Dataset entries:
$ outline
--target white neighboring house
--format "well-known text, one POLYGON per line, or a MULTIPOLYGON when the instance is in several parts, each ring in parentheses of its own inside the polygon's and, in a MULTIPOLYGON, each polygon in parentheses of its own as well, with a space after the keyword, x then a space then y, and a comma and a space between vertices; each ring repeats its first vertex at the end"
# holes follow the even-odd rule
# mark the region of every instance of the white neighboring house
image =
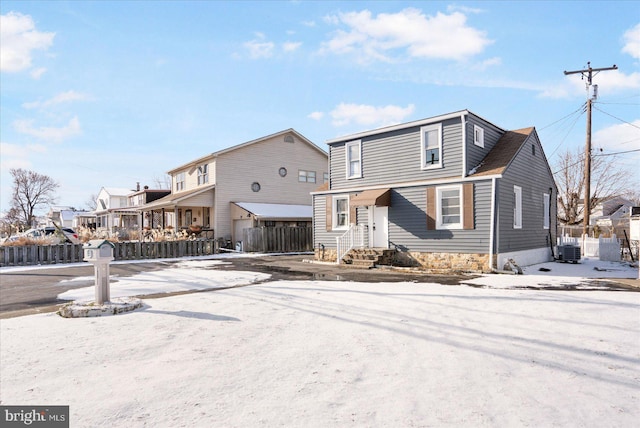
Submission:
POLYGON ((72 227, 75 210, 67 206, 52 206, 47 213, 47 226, 72 227))
POLYGON ((96 200, 96 228, 114 231, 117 228, 135 228, 138 210, 127 206, 128 197, 135 190, 103 187, 96 200))
POLYGON ((606 202, 601 202, 591 211, 589 224, 592 226, 627 226, 631 208, 635 204, 623 197, 615 197, 606 202))

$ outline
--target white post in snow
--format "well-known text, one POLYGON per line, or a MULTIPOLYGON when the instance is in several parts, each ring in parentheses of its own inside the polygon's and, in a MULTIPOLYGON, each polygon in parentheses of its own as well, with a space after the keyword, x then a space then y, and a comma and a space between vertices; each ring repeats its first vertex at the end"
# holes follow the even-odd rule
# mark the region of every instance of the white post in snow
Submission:
POLYGON ((94 239, 84 244, 84 260, 93 263, 96 277, 96 303, 102 305, 111 300, 109 289, 109 262, 113 260, 113 243, 94 239))

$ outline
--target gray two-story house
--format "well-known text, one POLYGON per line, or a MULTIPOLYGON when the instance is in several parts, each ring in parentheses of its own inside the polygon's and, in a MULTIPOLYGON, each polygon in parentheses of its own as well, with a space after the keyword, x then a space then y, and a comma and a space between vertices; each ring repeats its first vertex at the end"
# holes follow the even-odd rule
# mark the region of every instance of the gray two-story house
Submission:
POLYGON ((552 259, 557 189, 533 127, 506 131, 462 110, 327 142, 312 193, 316 259, 353 248, 433 272, 552 259))

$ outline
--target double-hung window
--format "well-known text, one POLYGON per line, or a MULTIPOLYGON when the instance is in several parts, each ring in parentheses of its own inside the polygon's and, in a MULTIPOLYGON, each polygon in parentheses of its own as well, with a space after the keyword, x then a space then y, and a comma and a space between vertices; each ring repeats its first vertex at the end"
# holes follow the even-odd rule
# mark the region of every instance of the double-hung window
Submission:
POLYGON ((333 197, 333 225, 335 229, 346 229, 349 226, 349 198, 346 196, 333 197))
POLYGON ((462 186, 436 189, 437 229, 462 229, 462 186))
POLYGON ((420 128, 422 169, 442 167, 442 124, 420 128))
POLYGON ((209 182, 209 164, 198 166, 198 186, 209 182))
POLYGON ((513 228, 522 229, 522 187, 513 186, 513 228))
POLYGON ((345 146, 347 152, 347 178, 362 177, 362 144, 352 141, 345 146))
MULTIPOLYGON (((535 147, 535 146, 534 146, 535 147)), ((544 212, 542 213, 542 227, 544 229, 549 229, 549 207, 551 205, 551 197, 548 193, 542 194, 542 209, 544 212)))
POLYGON ((176 174, 176 192, 184 190, 184 172, 176 174))

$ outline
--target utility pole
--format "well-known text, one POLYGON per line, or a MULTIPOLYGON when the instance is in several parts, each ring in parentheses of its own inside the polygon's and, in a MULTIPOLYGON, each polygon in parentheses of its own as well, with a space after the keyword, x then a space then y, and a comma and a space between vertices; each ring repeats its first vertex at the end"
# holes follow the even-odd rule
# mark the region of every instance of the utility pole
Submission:
MULTIPOLYGON (((597 94, 591 97, 590 88, 593 82, 593 76, 601 71, 617 70, 618 67, 614 64, 613 67, 604 68, 591 68, 591 62, 587 62, 587 68, 584 70, 565 71, 564 74, 582 74, 582 78, 587 78, 587 141, 584 154, 584 219, 582 222, 582 235, 586 236, 589 233, 589 218, 591 217, 591 103, 596 99, 597 94)), ((595 86, 596 89, 598 85, 595 86)))

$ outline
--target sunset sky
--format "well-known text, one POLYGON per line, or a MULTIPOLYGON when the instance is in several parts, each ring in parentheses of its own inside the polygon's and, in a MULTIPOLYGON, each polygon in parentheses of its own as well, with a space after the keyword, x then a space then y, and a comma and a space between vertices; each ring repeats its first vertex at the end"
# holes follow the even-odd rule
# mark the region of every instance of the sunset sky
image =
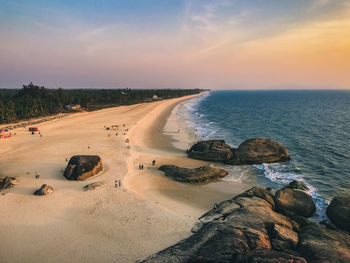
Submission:
POLYGON ((350 0, 0 0, 0 88, 350 89, 350 0))

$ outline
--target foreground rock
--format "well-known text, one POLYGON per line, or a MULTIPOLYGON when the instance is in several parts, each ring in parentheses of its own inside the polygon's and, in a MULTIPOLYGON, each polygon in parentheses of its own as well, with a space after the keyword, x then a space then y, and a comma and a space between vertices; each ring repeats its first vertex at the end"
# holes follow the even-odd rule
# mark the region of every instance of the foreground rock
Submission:
POLYGON ((84 190, 85 191, 90 191, 90 190, 95 190, 95 189, 98 189, 98 188, 101 188, 101 187, 104 187, 104 186, 106 186, 106 184, 104 182, 94 182, 94 183, 85 185, 84 186, 84 190))
POLYGON ((38 190, 34 192, 34 195, 47 195, 54 192, 51 185, 43 184, 38 190))
POLYGON ((288 187, 296 190, 302 190, 302 191, 310 190, 309 187, 307 187, 307 185, 304 182, 297 181, 297 180, 293 180, 292 182, 290 182, 288 187))
POLYGON ((316 211, 312 197, 300 190, 285 187, 275 194, 276 210, 288 216, 310 217, 316 211))
POLYGON ((159 170, 163 171, 166 177, 183 183, 204 183, 228 175, 227 171, 210 165, 194 169, 182 168, 175 165, 162 165, 159 167, 159 170))
POLYGON ((8 188, 12 188, 18 182, 15 177, 6 176, 4 178, 0 178, 0 191, 8 188))
POLYGON ((327 207, 327 216, 335 226, 350 232, 350 195, 334 197, 327 207))
POLYGON ((75 155, 70 158, 63 176, 68 180, 84 181, 102 171, 98 155, 75 155))
POLYGON ((274 210, 273 197, 253 187, 224 201, 198 219, 190 237, 141 262, 350 262, 350 235, 296 222, 274 210))
POLYGON ((230 145, 223 140, 208 140, 194 144, 187 154, 190 158, 210 162, 225 162, 233 157, 230 145))
POLYGON ((237 149, 223 140, 208 140, 194 144, 187 154, 190 158, 224 162, 233 165, 286 162, 290 160, 287 149, 268 138, 252 138, 244 141, 237 149))

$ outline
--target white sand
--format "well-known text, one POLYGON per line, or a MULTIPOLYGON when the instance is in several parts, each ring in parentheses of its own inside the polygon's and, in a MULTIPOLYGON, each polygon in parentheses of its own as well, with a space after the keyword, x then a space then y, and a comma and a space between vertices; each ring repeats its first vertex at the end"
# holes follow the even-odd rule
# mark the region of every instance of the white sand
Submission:
POLYGON ((187 237, 214 202, 241 192, 246 186, 227 182, 176 183, 152 167, 153 159, 157 167, 203 163, 187 159, 162 132, 171 110, 184 99, 78 113, 37 125, 43 137, 21 128, 13 138, 0 140, 0 176, 20 180, 0 194, 0 262, 134 262, 187 237), (129 129, 125 136, 123 123, 129 129), (119 125, 117 131, 104 129, 113 124, 119 125), (104 171, 85 182, 66 180, 61 171, 74 154, 101 156, 104 171), (116 179, 121 188, 114 187, 116 179), (107 186, 83 190, 95 181, 107 186), (56 191, 34 196, 44 183, 56 191))

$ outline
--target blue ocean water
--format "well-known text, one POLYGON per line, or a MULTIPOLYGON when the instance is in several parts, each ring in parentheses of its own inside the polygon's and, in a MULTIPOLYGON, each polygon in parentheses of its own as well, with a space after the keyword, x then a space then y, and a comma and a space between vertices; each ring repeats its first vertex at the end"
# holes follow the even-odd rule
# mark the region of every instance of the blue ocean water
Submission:
POLYGON ((304 181, 320 217, 332 197, 350 191, 350 91, 214 91, 184 106, 190 129, 201 139, 237 147, 267 137, 291 155, 284 164, 224 165, 226 180, 274 189, 304 181))

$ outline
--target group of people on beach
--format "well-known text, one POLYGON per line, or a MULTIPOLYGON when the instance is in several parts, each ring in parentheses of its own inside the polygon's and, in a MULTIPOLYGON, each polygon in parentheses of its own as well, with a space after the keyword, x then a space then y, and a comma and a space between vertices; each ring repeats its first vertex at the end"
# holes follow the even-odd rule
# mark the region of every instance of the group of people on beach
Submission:
POLYGON ((122 182, 120 180, 115 180, 114 181, 114 186, 115 187, 120 187, 120 186, 122 186, 122 182))

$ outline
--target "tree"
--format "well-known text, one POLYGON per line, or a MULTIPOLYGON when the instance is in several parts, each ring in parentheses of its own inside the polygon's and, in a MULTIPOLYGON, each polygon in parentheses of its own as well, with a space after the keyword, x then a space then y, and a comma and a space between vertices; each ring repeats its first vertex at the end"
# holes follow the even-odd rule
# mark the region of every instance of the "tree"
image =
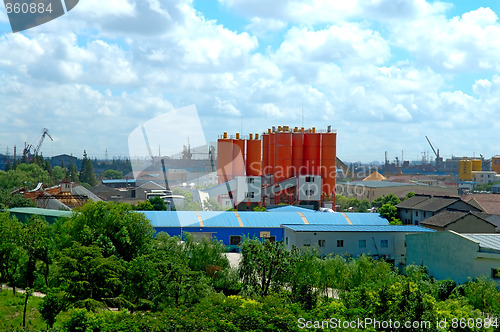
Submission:
POLYGON ((78 242, 62 250, 56 279, 70 303, 93 310, 120 295, 125 267, 115 256, 104 257, 96 245, 78 242))
POLYGON ((92 166, 92 161, 87 157, 85 150, 83 151, 82 169, 80 170, 80 182, 88 183, 92 187, 97 184, 94 166, 92 166))
POLYGON ((413 196, 415 196, 415 193, 410 191, 408 194, 406 194, 406 199, 412 198, 413 196))
POLYGON ((394 205, 386 203, 378 209, 378 213, 385 219, 392 221, 392 219, 397 217, 398 209, 394 205))
POLYGON ((266 296, 280 287, 290 269, 290 252, 283 242, 245 238, 241 245, 240 277, 249 292, 266 296))
POLYGON ((114 169, 108 169, 104 171, 103 176, 106 179, 121 179, 123 177, 123 174, 120 171, 114 169))
POLYGON ((8 282, 16 293, 16 275, 21 266, 22 224, 7 212, 0 213, 0 283, 8 282))
POLYGON ((149 203, 153 205, 153 209, 155 211, 166 211, 167 210, 167 204, 165 204, 165 201, 159 197, 159 196, 154 196, 149 199, 149 203))
POLYGON ((71 158, 69 159, 68 176, 71 182, 78 182, 78 168, 73 160, 73 155, 71 155, 71 158))
POLYGON ((52 179, 54 179, 54 182, 61 182, 67 176, 66 169, 61 166, 54 166, 52 169, 52 179))
POLYGON ((142 213, 133 211, 129 204, 115 202, 88 202, 59 232, 64 247, 71 246, 71 241, 95 244, 103 249, 104 257, 117 255, 125 261, 149 251, 155 233, 142 213), (64 239, 66 234, 69 238, 64 239))
POLYGON ((381 207, 384 204, 397 205, 401 203, 401 200, 394 194, 389 194, 387 196, 380 196, 373 200, 372 206, 381 207))
POLYGON ((203 208, 208 211, 222 211, 222 205, 213 198, 206 199, 203 202, 203 208))
POLYGON ((64 309, 64 300, 61 293, 49 291, 38 306, 38 311, 49 328, 54 326, 57 315, 64 309))

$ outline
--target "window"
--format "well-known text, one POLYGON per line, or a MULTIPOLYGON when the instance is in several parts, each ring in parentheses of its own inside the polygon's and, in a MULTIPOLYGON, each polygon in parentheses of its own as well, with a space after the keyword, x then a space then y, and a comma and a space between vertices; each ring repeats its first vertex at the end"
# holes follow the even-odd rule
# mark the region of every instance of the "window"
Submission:
POLYGON ((285 237, 285 244, 288 244, 288 236, 285 237))
POLYGON ((306 182, 314 182, 314 177, 306 176, 306 182))
POLYGON ((415 217, 418 217, 418 211, 415 211, 415 217))
POLYGON ((337 248, 342 248, 344 246, 344 240, 337 240, 337 248))
POLYGON ((309 196, 314 195, 314 190, 306 190, 306 191, 307 191, 307 194, 308 194, 309 196))
POLYGON ((241 236, 239 235, 231 235, 229 237, 229 245, 237 246, 241 243, 241 236))
POLYGON ((311 246, 311 240, 304 240, 304 247, 310 247, 311 246))
POLYGON ((389 240, 380 240, 380 246, 382 248, 387 248, 389 246, 389 240))
POLYGON ((255 197, 255 192, 250 191, 245 193, 245 198, 254 198, 255 197))
POLYGON ((426 218, 426 216, 427 216, 427 213, 424 211, 424 218, 426 218))
POLYGON ((255 178, 246 178, 246 183, 255 183, 255 178))
POLYGON ((318 240, 318 247, 322 248, 325 246, 325 240, 318 240))
POLYGON ((366 240, 359 240, 359 247, 366 248, 366 240))
POLYGON ((273 235, 273 236, 270 236, 270 237, 268 237, 268 238, 266 238, 266 239, 267 239, 267 240, 269 240, 269 242, 271 242, 271 243, 276 242, 276 236, 274 236, 274 235, 273 235))
POLYGON ((491 269, 491 278, 500 279, 500 269, 491 269))

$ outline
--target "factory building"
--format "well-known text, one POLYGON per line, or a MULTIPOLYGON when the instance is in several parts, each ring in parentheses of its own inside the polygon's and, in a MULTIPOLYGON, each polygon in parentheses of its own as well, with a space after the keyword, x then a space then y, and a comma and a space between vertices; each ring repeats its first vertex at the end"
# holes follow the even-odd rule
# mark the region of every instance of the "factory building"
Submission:
POLYGON ((224 133, 218 139, 220 188, 211 196, 238 210, 280 203, 334 208, 337 134, 330 126, 325 131, 278 126, 261 138, 224 133))
POLYGON ((374 213, 325 213, 300 207, 253 211, 141 211, 157 232, 180 236, 216 238, 230 249, 237 249, 243 237, 284 241, 282 225, 387 226, 388 221, 374 213), (282 210, 285 209, 286 210, 282 210), (291 208, 291 209, 290 209, 291 208), (273 211, 273 210, 271 210, 273 211), (285 212, 282 212, 285 211, 285 212))

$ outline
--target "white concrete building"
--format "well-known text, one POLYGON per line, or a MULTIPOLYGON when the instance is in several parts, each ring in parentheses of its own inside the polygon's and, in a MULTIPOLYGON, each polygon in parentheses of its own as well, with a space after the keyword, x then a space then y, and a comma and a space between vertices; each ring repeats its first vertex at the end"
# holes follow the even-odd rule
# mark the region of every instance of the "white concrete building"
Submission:
POLYGON ((283 225, 285 245, 314 247, 322 256, 328 254, 366 254, 386 258, 395 266, 406 262, 405 236, 411 233, 429 233, 433 230, 419 226, 397 225, 283 225))
POLYGON ((490 184, 498 181, 497 173, 493 171, 472 171, 472 181, 478 185, 490 184))

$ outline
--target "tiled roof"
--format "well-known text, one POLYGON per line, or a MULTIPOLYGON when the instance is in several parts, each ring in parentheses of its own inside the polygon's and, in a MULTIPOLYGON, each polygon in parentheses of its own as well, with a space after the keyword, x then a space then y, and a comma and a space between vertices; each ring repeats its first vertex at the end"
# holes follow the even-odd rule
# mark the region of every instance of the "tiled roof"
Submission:
POLYGON ((403 209, 410 209, 413 208, 415 205, 422 203, 425 200, 428 200, 430 196, 413 196, 408 199, 405 199, 401 203, 397 204, 397 208, 403 208, 403 209))
POLYGON ((458 198, 452 197, 430 197, 413 206, 415 210, 436 212, 450 206, 451 204, 460 201, 458 198))
POLYGON ((472 205, 479 205, 486 213, 500 215, 499 194, 470 194, 464 196, 462 200, 472 205))
POLYGON ((450 224, 453 224, 457 220, 462 219, 468 215, 467 212, 462 211, 443 211, 440 212, 428 219, 422 220, 420 222, 421 225, 429 225, 429 226, 438 226, 438 227, 446 227, 450 224))

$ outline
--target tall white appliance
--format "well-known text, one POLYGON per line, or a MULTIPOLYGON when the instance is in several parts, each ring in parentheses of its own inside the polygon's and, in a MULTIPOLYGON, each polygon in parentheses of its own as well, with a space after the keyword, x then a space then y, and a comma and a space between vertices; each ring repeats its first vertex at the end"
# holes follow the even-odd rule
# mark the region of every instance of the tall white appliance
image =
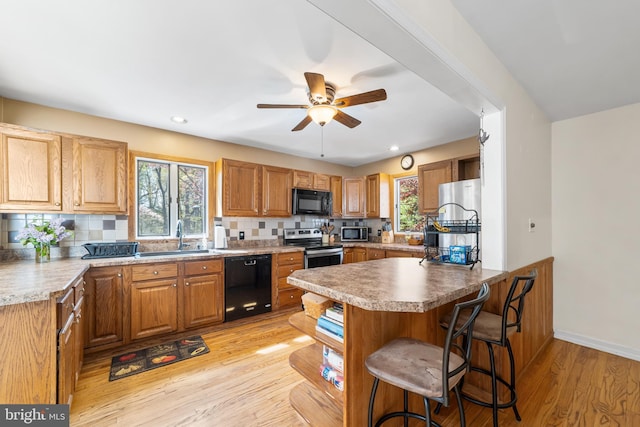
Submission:
MULTIPOLYGON (((481 222, 480 215, 480 198, 481 186, 480 178, 467 179, 464 181, 449 182, 438 186, 439 206, 446 203, 456 203, 455 205, 446 205, 438 212, 441 223, 467 221, 477 212, 476 221, 481 222), (463 209, 464 208, 464 209, 463 209), (466 210, 465 210, 466 209, 466 210)), ((438 236, 438 246, 448 248, 450 246, 471 246, 471 248, 480 249, 480 236, 477 233, 469 234, 440 234, 438 236)))

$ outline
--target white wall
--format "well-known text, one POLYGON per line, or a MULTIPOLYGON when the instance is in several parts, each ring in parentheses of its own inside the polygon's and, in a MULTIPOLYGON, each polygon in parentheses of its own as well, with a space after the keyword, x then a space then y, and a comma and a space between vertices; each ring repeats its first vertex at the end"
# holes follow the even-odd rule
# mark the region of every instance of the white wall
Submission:
POLYGON ((640 104, 552 125, 556 336, 640 360, 640 104))

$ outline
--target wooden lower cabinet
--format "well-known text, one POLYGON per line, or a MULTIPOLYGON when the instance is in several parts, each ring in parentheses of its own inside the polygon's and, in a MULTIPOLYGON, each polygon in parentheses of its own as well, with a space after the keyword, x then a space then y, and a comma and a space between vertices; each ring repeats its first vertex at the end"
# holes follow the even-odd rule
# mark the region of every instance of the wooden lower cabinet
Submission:
POLYGON ((362 262, 367 260, 366 248, 344 248, 343 264, 350 264, 352 262, 362 262))
POLYGON ((384 249, 367 248, 367 259, 383 259, 386 258, 386 252, 384 249))
POLYGON ((185 329, 224 321, 221 259, 184 263, 183 326, 185 329))
POLYGON ((131 284, 131 339, 148 338, 177 330, 177 277, 133 282, 131 284))
POLYGON ((84 275, 84 345, 101 350, 124 344, 124 267, 91 268, 84 275))
POLYGON ((57 401, 70 405, 73 400, 83 361, 83 320, 84 280, 76 280, 71 288, 58 300, 58 375, 57 401))
MULTIPOLYGON (((413 252, 408 251, 398 251, 393 249, 387 249, 385 251, 385 258, 411 258, 413 256, 413 252)), ((420 257, 422 257, 422 253, 420 253, 420 257)))
POLYGON ((302 305, 302 294, 300 288, 291 286, 287 283, 287 277, 296 270, 304 268, 303 252, 286 252, 274 254, 271 258, 271 282, 275 284, 272 295, 272 301, 276 301, 275 308, 286 308, 302 305))

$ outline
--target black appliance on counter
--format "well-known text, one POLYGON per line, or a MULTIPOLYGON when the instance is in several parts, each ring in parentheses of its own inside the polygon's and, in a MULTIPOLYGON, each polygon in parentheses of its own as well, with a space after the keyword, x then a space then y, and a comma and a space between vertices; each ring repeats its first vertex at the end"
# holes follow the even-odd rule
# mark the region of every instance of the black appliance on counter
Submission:
POLYGON ((224 321, 271 311, 271 254, 224 259, 224 321))
POLYGON ((304 247, 304 268, 342 264, 344 249, 341 244, 322 243, 318 228, 285 228, 286 246, 304 247))
POLYGON ((330 191, 315 191, 294 188, 292 192, 292 208, 294 215, 331 215, 333 199, 330 191))

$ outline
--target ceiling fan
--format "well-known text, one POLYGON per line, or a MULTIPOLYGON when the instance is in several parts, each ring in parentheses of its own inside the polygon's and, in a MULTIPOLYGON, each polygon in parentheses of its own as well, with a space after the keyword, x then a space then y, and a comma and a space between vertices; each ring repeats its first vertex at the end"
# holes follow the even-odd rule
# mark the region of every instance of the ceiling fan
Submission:
POLYGON ((311 105, 258 104, 258 108, 303 108, 307 110, 307 115, 296 127, 291 129, 292 131, 302 130, 312 121, 324 126, 332 119, 347 127, 354 128, 362 122, 344 113, 340 110, 341 108, 387 99, 387 92, 384 89, 377 89, 334 100, 336 87, 327 83, 322 74, 304 73, 304 77, 309 86, 311 105))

## What needs to be done
Your task is to copy every line in the entries that holds the string "ocean".

## Reply
--target blue ocean water
# mark the region of every instance of the blue ocean water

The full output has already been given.